*** Material provided Section Begins ***
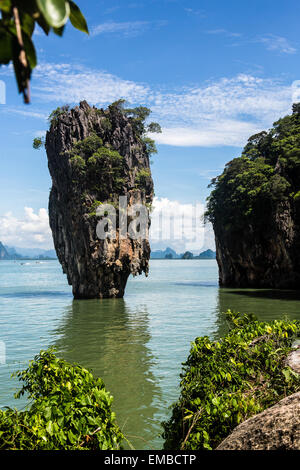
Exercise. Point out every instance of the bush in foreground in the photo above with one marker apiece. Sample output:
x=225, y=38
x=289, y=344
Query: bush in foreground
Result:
x=70, y=410
x=227, y=381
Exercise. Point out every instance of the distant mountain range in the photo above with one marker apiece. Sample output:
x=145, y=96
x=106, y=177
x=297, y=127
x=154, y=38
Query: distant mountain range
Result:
x=169, y=253
x=11, y=252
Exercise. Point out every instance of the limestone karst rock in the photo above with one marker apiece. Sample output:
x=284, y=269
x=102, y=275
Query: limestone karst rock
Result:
x=95, y=156
x=276, y=428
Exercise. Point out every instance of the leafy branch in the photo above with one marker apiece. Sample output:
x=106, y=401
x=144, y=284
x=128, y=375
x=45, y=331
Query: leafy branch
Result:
x=17, y=25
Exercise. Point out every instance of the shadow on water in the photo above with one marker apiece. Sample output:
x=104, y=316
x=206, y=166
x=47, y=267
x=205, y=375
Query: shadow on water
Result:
x=111, y=339
x=287, y=295
x=34, y=294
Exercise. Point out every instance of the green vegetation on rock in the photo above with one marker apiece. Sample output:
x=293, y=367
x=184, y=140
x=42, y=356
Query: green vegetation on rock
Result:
x=255, y=184
x=70, y=410
x=227, y=381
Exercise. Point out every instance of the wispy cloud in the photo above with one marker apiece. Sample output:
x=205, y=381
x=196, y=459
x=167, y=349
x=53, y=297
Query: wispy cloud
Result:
x=130, y=28
x=32, y=228
x=193, y=11
x=277, y=43
x=127, y=29
x=220, y=112
x=224, y=32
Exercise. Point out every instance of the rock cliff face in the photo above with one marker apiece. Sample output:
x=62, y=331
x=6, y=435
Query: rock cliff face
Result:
x=260, y=256
x=95, y=156
x=255, y=211
x=277, y=428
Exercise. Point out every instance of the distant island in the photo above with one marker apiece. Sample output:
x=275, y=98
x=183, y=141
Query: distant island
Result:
x=169, y=253
x=13, y=253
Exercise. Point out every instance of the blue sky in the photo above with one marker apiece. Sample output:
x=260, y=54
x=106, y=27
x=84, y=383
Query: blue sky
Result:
x=213, y=72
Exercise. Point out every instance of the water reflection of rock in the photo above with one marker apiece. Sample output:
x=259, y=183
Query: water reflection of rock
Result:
x=111, y=339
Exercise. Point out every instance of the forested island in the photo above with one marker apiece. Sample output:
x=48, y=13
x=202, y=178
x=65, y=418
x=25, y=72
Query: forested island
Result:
x=94, y=157
x=255, y=210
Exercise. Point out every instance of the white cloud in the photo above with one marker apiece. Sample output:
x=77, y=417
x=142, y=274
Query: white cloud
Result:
x=277, y=43
x=130, y=28
x=225, y=111
x=32, y=230
x=224, y=32
x=179, y=226
x=126, y=28
x=66, y=83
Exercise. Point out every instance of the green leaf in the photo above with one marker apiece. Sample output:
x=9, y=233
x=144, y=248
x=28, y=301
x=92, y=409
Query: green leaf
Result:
x=56, y=12
x=59, y=31
x=5, y=47
x=49, y=428
x=77, y=19
x=30, y=51
x=27, y=23
x=5, y=5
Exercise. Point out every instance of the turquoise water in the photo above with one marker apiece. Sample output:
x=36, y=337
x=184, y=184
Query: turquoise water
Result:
x=136, y=344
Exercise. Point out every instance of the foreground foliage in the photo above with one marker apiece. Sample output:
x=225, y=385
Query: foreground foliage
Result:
x=71, y=410
x=225, y=382
x=17, y=25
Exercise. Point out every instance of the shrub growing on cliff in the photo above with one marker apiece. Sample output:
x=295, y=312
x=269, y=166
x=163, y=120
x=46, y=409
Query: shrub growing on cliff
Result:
x=71, y=410
x=266, y=175
x=225, y=382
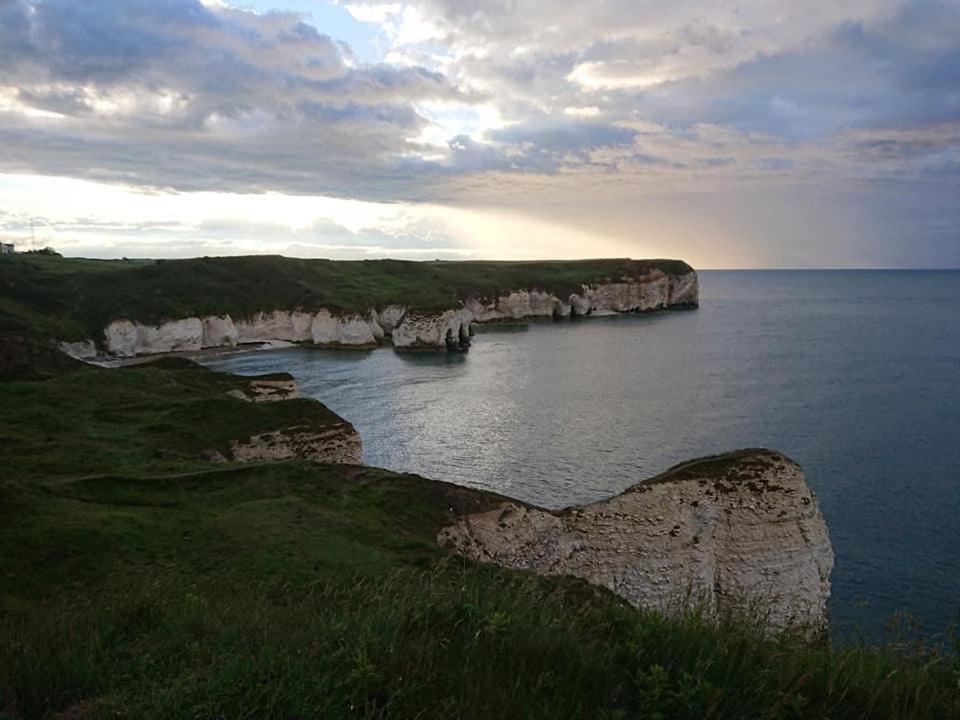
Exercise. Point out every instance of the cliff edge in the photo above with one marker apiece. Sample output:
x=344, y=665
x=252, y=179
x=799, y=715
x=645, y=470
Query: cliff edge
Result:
x=736, y=531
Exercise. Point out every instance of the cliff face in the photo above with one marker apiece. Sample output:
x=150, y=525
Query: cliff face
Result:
x=449, y=330
x=740, y=530
x=409, y=330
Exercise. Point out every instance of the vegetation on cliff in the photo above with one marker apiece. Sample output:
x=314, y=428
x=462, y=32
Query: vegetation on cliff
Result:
x=72, y=299
x=139, y=580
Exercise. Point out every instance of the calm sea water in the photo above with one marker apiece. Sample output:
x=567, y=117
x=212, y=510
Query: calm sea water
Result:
x=854, y=374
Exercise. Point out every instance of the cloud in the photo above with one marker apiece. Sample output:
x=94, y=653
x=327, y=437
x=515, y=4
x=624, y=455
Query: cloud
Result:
x=523, y=108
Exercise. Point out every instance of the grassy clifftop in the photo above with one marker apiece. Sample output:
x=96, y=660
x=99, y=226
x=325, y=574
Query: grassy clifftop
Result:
x=138, y=580
x=75, y=298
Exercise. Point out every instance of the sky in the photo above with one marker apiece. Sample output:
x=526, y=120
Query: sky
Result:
x=729, y=133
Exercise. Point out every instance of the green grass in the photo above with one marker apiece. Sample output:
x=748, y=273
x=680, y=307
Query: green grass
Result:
x=139, y=581
x=71, y=299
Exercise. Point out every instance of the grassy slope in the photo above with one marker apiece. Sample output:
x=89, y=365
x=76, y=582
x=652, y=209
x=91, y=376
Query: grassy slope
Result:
x=138, y=581
x=73, y=298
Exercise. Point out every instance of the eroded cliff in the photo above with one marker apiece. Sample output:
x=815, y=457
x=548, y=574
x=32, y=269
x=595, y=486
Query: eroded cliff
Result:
x=741, y=530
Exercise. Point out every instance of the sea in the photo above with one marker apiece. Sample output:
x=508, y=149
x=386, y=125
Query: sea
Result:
x=853, y=374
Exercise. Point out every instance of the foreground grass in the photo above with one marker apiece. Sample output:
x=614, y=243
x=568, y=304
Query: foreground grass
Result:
x=71, y=299
x=452, y=641
x=139, y=581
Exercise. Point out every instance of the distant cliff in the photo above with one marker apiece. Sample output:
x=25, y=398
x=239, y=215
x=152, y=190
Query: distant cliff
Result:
x=124, y=308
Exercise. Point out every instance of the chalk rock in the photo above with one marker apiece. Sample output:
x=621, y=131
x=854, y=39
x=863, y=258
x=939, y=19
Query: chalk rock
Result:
x=82, y=350
x=349, y=330
x=120, y=338
x=292, y=326
x=127, y=339
x=684, y=290
x=219, y=331
x=517, y=305
x=434, y=331
x=338, y=443
x=741, y=530
x=389, y=317
x=621, y=297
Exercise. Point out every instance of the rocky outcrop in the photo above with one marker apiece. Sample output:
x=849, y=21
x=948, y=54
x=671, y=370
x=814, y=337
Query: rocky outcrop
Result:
x=650, y=288
x=80, y=350
x=328, y=439
x=128, y=339
x=338, y=443
x=654, y=291
x=389, y=317
x=448, y=330
x=267, y=388
x=220, y=331
x=738, y=530
x=346, y=331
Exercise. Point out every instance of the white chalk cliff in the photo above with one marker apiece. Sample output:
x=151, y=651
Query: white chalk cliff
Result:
x=738, y=530
x=409, y=330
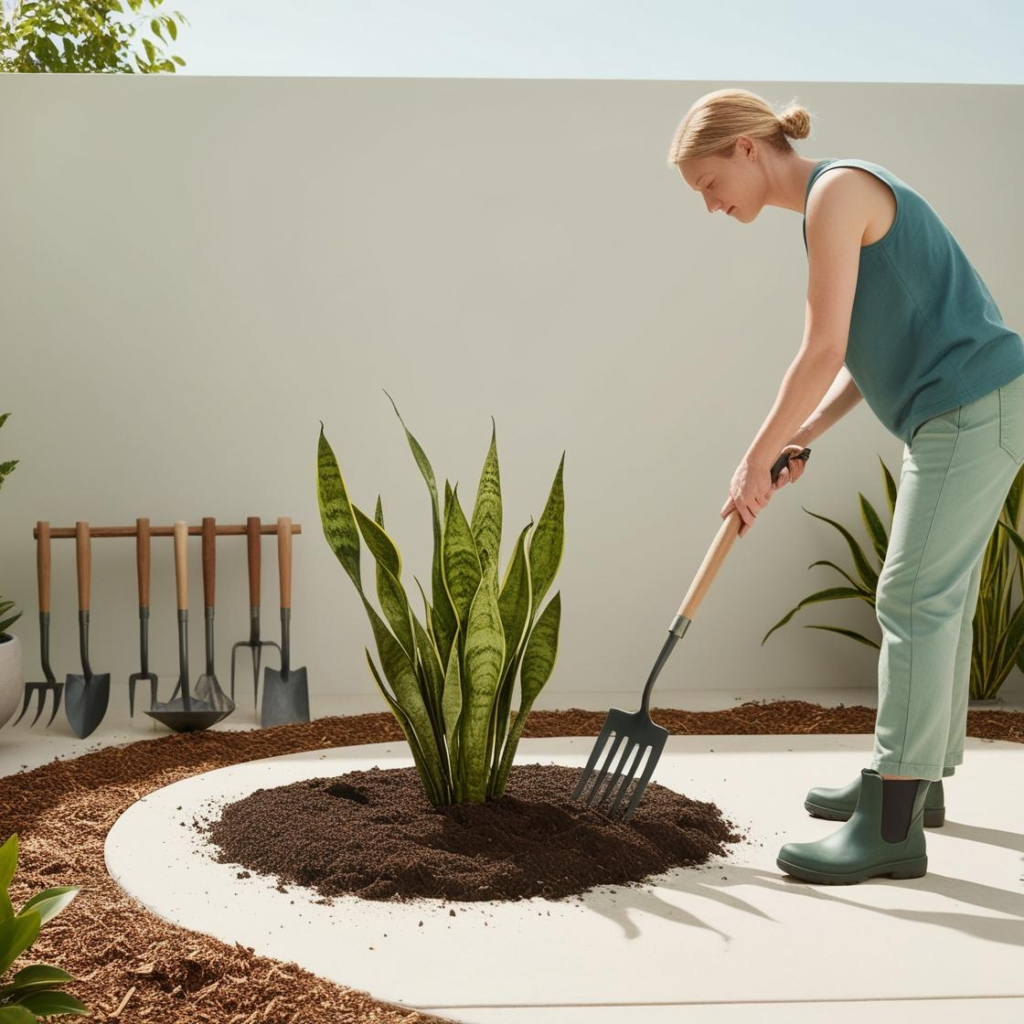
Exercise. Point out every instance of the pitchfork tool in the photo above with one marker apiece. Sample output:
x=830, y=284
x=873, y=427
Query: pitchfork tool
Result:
x=636, y=732
x=253, y=534
x=142, y=557
x=51, y=685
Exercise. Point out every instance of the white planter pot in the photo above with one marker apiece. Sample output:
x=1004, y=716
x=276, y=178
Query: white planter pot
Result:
x=11, y=676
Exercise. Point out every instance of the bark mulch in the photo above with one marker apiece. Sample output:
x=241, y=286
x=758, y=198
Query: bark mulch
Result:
x=131, y=966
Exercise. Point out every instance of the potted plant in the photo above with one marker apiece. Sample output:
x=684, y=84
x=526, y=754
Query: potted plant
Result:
x=452, y=676
x=998, y=623
x=11, y=672
x=33, y=989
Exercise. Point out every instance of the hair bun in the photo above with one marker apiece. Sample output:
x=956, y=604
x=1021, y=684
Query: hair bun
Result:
x=796, y=122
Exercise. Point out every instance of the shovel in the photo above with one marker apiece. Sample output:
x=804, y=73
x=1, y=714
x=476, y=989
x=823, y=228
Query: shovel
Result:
x=142, y=558
x=635, y=732
x=184, y=714
x=51, y=685
x=86, y=695
x=286, y=693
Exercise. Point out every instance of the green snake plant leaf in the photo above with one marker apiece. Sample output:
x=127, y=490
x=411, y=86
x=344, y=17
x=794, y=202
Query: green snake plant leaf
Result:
x=846, y=633
x=538, y=663
x=484, y=655
x=336, y=511
x=833, y=594
x=50, y=902
x=16, y=935
x=400, y=673
x=547, y=542
x=46, y=1003
x=34, y=976
x=890, y=485
x=460, y=561
x=452, y=702
x=877, y=532
x=434, y=792
x=390, y=592
x=443, y=614
x=485, y=521
x=846, y=576
x=868, y=576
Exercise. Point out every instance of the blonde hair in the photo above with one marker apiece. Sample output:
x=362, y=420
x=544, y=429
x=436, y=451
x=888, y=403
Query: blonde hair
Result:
x=713, y=124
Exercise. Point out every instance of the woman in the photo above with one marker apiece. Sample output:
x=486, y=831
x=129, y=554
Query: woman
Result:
x=895, y=313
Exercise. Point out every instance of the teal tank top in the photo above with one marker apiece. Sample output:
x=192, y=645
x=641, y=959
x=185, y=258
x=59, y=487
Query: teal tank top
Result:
x=926, y=335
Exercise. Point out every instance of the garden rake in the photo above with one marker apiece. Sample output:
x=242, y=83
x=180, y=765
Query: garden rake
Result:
x=636, y=733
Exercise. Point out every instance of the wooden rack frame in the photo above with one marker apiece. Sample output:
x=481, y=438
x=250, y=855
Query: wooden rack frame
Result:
x=58, y=532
*** Material provided Section Ends ***
### About this task
Reproduce exactly the lines above from the line with "x=32, y=269" to the line with "Exercise. Point out every instance of the distant cliff", including both, and add nothing.

### Answer to this problem
x=32, y=269
x=595, y=486
Query: eroded cliff
Result:
x=741, y=530
Exercise. Point out every instance of the sea in the photo above with one marker apiece. Sample output:
x=508, y=149
x=386, y=125
Query: sea
Result:
x=853, y=374
Exercise. Point out every instance of the foreground grass in the photo above with one marker apiece. Sample output:
x=614, y=243
x=568, y=304
Query: foreground grass
Result:
x=71, y=299
x=452, y=641
x=139, y=581
Exercise. Point out every instance of the distant cliff in the photo above with one marker apiece. Sample output:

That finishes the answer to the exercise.